## TO DO
Each line from the first down to the one containing "Target: pendant light shade" should be returned exactly as it appears below.

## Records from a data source
+--
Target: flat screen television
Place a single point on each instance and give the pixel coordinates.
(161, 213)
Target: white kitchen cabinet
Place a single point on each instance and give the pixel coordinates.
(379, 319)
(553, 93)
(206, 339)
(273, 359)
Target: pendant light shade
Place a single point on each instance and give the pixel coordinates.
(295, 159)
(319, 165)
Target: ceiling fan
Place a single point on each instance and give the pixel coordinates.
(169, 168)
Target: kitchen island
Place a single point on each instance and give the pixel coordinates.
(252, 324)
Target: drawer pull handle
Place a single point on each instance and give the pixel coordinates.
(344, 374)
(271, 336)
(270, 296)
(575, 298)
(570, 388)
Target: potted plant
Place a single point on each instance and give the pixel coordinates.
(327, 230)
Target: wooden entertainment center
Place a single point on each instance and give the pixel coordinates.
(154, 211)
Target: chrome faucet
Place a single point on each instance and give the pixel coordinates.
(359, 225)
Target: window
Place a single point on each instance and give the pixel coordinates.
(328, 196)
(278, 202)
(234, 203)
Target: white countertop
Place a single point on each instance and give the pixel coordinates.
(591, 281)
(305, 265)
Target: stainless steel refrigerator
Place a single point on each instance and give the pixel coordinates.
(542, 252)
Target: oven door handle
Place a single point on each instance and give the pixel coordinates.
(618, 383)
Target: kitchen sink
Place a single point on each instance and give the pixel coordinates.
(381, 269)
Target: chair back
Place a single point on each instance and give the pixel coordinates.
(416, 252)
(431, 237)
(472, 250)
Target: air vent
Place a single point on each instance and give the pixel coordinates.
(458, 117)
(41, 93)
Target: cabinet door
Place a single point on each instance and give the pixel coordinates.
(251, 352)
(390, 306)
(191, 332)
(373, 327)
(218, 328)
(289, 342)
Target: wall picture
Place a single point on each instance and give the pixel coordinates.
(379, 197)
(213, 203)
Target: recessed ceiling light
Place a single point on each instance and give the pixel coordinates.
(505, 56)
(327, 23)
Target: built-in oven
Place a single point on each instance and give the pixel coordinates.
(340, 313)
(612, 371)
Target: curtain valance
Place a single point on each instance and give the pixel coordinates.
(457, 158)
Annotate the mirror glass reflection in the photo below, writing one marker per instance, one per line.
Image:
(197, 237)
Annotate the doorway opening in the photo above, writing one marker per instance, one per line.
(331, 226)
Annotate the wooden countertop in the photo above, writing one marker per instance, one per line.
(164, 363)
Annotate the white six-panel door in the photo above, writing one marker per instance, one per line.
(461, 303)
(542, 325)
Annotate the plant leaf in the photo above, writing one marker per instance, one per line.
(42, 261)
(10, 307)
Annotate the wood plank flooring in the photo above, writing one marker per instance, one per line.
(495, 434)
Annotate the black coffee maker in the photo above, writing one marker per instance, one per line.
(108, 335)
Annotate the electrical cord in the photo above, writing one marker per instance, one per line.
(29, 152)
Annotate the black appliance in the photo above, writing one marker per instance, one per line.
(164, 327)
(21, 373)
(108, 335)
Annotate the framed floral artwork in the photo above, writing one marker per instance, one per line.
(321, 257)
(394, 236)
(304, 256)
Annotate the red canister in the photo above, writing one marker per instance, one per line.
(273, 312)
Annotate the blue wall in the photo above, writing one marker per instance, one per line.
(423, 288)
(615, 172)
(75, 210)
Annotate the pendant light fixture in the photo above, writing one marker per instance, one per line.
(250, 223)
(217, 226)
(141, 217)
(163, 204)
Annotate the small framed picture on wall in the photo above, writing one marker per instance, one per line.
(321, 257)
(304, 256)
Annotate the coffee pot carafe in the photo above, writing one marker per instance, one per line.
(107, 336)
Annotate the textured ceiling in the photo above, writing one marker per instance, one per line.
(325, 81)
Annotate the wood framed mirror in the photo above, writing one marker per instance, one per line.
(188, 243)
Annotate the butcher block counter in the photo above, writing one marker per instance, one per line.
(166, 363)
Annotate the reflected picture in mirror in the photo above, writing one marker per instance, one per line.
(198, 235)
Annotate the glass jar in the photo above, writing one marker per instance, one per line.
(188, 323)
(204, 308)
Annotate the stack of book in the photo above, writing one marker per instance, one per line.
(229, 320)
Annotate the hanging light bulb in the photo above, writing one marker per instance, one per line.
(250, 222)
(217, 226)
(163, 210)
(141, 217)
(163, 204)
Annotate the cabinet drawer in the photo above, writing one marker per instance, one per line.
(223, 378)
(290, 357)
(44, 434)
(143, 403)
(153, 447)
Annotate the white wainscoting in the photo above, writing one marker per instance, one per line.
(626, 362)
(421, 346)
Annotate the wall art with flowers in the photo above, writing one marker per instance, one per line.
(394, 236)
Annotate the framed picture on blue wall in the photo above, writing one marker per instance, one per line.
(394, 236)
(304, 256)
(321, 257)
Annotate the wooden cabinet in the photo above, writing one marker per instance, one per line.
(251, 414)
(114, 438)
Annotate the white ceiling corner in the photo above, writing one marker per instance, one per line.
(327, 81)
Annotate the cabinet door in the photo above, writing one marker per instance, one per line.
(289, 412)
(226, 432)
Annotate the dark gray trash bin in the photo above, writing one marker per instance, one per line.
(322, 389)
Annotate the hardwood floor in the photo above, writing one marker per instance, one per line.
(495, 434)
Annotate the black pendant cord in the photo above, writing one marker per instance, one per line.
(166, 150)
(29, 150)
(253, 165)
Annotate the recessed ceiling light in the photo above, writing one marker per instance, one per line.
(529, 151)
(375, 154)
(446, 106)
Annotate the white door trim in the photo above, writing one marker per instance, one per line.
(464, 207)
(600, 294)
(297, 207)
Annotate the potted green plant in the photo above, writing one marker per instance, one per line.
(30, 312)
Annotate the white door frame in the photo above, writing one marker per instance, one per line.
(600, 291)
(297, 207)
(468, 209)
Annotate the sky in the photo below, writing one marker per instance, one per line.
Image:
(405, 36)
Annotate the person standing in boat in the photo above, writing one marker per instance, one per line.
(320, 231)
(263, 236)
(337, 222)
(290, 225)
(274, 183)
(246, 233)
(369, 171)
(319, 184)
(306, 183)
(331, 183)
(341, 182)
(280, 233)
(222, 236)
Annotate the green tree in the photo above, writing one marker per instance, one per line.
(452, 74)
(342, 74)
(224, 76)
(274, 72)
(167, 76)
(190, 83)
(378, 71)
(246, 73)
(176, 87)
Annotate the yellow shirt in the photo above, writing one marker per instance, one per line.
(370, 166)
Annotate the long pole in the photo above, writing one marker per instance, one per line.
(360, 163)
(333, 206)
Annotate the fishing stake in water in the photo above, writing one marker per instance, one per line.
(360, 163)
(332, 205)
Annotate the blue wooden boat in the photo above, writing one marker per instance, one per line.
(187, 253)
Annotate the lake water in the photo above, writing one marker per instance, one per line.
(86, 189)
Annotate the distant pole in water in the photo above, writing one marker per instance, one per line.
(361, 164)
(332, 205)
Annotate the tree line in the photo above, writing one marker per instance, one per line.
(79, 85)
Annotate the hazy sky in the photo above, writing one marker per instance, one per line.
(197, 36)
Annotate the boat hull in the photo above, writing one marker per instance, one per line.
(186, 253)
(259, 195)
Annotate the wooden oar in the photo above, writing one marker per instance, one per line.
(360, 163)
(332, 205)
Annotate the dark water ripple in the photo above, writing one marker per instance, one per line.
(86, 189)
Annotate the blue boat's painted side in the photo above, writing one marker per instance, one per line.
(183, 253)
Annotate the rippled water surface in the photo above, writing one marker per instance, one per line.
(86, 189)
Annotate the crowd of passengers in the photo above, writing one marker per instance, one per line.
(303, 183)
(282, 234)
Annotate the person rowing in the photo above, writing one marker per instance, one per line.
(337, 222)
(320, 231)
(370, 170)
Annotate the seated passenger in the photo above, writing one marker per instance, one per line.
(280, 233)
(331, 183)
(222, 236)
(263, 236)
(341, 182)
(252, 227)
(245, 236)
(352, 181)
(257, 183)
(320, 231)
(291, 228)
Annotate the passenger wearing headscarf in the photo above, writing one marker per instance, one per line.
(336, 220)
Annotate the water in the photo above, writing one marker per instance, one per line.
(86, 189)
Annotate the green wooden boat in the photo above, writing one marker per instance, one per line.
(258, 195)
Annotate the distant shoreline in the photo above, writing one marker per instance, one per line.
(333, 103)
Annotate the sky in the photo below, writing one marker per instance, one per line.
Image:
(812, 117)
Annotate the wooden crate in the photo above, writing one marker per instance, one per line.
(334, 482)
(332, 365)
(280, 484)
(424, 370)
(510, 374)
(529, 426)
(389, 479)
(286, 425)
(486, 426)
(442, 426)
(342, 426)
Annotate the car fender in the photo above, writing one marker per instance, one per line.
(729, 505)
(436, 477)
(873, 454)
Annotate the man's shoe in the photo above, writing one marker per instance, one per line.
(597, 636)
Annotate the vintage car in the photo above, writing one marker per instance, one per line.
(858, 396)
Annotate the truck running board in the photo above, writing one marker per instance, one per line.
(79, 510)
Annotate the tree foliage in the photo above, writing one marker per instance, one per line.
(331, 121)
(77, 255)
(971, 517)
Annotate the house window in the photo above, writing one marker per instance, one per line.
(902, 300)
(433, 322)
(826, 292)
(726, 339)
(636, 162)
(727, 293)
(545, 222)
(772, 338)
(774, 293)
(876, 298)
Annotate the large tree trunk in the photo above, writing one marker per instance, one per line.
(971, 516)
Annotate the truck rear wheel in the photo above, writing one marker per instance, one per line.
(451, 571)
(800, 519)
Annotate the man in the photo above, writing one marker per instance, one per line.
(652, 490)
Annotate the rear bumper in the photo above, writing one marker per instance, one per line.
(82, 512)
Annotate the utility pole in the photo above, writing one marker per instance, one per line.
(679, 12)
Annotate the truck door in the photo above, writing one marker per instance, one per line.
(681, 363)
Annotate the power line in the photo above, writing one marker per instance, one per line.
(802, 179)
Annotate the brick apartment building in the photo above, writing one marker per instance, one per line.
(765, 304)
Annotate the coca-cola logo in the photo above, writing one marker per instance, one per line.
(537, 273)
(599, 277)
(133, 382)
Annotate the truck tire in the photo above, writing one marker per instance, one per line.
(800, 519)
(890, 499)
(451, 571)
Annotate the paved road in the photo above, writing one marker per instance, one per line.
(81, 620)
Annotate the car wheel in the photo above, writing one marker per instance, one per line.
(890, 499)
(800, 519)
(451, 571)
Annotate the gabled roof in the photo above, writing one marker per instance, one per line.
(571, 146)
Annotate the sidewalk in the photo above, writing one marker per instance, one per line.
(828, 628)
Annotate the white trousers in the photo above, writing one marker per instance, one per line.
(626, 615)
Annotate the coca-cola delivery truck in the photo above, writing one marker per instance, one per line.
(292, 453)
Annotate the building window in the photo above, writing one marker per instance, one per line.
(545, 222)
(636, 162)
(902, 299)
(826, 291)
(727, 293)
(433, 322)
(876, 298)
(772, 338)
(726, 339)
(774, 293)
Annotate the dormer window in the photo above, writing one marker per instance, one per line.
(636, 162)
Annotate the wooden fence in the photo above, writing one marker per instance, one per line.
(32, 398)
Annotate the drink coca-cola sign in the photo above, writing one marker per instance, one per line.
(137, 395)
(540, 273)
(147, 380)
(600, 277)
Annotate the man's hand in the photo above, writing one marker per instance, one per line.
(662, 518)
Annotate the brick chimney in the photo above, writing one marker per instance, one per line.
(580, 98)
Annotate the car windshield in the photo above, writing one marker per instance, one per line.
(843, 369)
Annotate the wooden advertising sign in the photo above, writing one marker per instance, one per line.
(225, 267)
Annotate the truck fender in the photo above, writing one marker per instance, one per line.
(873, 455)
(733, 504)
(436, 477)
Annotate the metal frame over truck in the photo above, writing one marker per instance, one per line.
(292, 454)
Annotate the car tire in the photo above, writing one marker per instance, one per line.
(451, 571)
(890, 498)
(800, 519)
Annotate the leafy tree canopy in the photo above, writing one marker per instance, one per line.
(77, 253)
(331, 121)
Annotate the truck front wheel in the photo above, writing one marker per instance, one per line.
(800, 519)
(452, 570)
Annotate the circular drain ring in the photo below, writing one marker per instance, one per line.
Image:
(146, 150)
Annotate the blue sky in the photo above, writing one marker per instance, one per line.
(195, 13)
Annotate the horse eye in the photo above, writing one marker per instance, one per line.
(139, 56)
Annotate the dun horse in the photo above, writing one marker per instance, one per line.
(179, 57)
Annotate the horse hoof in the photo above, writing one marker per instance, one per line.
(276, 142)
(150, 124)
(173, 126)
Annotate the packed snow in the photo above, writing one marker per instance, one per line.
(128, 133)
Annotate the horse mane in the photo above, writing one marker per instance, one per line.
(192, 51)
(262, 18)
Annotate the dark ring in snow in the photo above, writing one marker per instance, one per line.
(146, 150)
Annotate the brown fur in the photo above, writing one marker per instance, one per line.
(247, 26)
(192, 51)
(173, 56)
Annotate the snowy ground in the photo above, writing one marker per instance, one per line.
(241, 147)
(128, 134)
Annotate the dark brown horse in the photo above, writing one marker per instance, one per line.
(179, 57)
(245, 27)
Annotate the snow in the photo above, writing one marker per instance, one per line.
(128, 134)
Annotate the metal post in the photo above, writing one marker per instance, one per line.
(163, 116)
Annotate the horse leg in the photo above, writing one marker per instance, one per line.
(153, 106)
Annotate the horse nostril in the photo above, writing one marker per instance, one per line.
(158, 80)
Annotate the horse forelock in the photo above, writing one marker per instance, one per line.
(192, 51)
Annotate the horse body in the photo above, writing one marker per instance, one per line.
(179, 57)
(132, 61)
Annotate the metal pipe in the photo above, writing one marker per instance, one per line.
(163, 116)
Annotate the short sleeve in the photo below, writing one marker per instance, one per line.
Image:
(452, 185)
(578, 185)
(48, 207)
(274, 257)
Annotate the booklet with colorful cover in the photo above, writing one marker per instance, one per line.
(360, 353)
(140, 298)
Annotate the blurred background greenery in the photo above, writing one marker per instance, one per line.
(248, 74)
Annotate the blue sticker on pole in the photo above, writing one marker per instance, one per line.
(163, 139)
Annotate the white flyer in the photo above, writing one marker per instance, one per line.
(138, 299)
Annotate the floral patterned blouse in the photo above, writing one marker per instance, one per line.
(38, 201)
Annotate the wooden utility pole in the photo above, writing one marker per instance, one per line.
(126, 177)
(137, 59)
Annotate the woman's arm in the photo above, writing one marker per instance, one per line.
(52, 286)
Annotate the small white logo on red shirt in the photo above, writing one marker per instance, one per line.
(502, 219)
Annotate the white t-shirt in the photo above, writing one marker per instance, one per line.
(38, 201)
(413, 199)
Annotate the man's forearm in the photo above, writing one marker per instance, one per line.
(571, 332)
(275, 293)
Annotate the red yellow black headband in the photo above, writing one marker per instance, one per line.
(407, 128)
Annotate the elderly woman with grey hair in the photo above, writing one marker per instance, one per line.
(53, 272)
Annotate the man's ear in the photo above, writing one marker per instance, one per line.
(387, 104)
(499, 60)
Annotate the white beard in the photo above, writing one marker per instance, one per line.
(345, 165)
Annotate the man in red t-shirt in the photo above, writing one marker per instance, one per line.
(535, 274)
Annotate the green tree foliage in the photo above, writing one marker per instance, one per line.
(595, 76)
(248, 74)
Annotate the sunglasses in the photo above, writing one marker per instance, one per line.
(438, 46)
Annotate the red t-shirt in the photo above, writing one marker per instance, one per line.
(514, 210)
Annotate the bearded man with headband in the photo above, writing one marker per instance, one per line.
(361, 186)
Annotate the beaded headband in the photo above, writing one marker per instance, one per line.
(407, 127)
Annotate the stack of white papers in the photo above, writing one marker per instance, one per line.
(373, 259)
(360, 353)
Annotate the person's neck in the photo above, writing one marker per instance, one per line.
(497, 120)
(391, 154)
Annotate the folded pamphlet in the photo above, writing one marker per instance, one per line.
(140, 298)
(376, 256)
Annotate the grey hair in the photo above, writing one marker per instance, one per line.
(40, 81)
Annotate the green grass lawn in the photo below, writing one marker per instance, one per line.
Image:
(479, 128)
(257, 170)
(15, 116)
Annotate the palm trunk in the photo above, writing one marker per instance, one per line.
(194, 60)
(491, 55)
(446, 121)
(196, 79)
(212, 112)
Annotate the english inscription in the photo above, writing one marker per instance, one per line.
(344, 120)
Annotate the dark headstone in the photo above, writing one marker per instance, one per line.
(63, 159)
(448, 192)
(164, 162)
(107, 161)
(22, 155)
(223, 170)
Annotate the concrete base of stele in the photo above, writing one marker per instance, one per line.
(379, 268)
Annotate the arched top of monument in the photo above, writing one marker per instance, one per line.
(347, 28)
+--
## WRITTEN ANSWER
Target: flat screen television
Place a single point on each instance and give the pixel coordinates.
(161, 213)
Target: white kitchen cabinet
Place a single point on each instance and give the pixel coordinates.
(379, 319)
(553, 93)
(206, 339)
(273, 359)
Target: pendant light shade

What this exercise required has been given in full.